WHAT YOU SHOULD DO - Both the line containing "the rock face." and the line containing "green dome tent." belong to the span. Output exactly that span from the listing below, and nothing outside it.

RECORDS SUPPLIED -
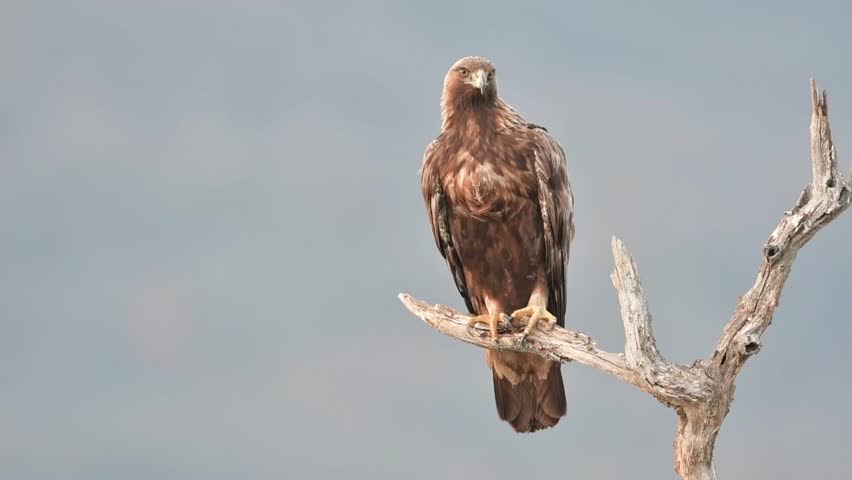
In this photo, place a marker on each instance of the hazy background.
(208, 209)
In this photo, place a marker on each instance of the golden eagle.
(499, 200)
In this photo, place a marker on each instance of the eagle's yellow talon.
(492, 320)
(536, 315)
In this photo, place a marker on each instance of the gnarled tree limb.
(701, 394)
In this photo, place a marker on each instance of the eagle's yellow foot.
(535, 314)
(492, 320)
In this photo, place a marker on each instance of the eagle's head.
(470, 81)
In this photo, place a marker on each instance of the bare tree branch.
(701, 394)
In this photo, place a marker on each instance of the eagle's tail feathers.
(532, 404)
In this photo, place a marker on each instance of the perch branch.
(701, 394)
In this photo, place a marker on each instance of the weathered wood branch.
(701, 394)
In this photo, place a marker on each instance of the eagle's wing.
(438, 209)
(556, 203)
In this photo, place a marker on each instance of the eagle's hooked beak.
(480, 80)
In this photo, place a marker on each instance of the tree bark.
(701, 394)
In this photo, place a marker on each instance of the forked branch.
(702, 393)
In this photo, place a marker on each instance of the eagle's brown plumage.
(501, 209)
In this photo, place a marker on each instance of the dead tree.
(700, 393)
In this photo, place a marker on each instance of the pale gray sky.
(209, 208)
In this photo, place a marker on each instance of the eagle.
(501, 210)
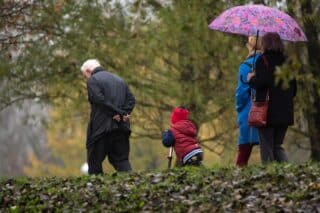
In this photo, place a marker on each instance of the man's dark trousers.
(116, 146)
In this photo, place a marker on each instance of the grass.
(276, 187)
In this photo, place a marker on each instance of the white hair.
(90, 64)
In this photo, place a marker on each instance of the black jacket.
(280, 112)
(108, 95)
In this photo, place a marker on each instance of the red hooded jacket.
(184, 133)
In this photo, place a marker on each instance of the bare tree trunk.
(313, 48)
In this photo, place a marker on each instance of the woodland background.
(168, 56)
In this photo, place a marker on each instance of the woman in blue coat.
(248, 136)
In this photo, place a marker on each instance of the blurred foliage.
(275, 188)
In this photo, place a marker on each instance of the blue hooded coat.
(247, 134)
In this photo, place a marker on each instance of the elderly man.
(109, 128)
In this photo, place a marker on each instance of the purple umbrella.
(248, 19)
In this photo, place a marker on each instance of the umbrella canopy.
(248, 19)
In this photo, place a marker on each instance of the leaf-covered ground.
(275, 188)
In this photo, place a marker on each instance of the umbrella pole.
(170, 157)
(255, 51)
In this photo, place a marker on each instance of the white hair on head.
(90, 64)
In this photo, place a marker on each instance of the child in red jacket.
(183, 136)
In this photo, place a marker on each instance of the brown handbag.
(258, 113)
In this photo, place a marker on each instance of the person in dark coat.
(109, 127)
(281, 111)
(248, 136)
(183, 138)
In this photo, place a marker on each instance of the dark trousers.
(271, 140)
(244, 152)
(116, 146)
==
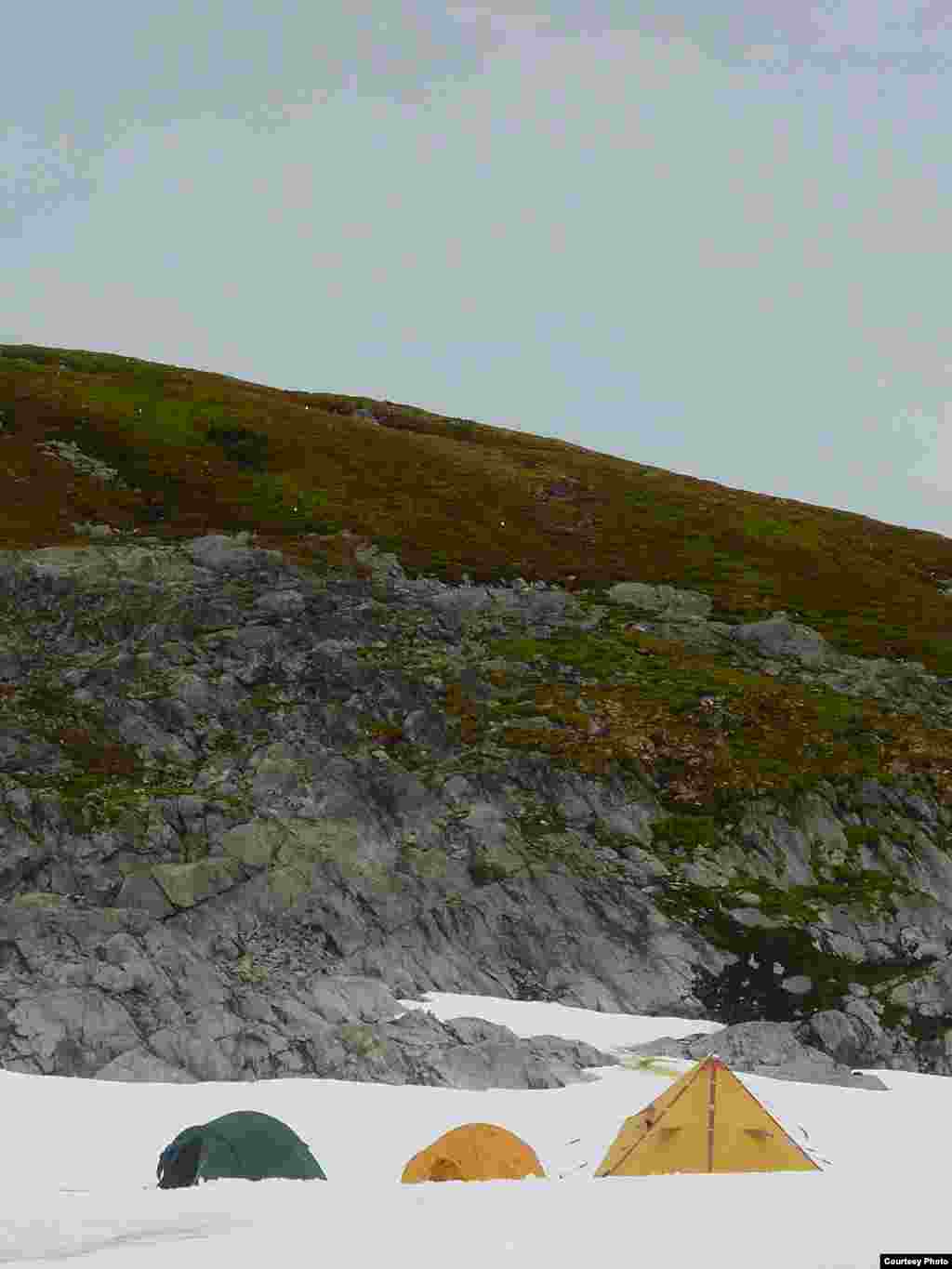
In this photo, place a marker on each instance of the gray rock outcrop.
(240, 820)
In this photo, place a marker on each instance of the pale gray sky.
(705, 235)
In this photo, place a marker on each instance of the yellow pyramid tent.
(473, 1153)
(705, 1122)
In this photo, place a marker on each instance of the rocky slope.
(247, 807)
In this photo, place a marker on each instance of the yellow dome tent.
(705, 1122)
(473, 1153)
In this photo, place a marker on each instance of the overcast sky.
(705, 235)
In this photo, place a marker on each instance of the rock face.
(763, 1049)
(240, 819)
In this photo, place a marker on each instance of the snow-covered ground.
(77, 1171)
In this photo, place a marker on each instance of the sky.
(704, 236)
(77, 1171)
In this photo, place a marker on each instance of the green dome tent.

ANSWER TO THIS TASK -
In this photo, place a marker on each instance of the rock face.
(763, 1049)
(240, 819)
In this photo, place a marker on each instance of the snow-covered ground.
(77, 1171)
In this photo, place a marker on each instance of the sky.
(704, 236)
(77, 1171)
In this photo, place a marker on each instance of the green dome tent.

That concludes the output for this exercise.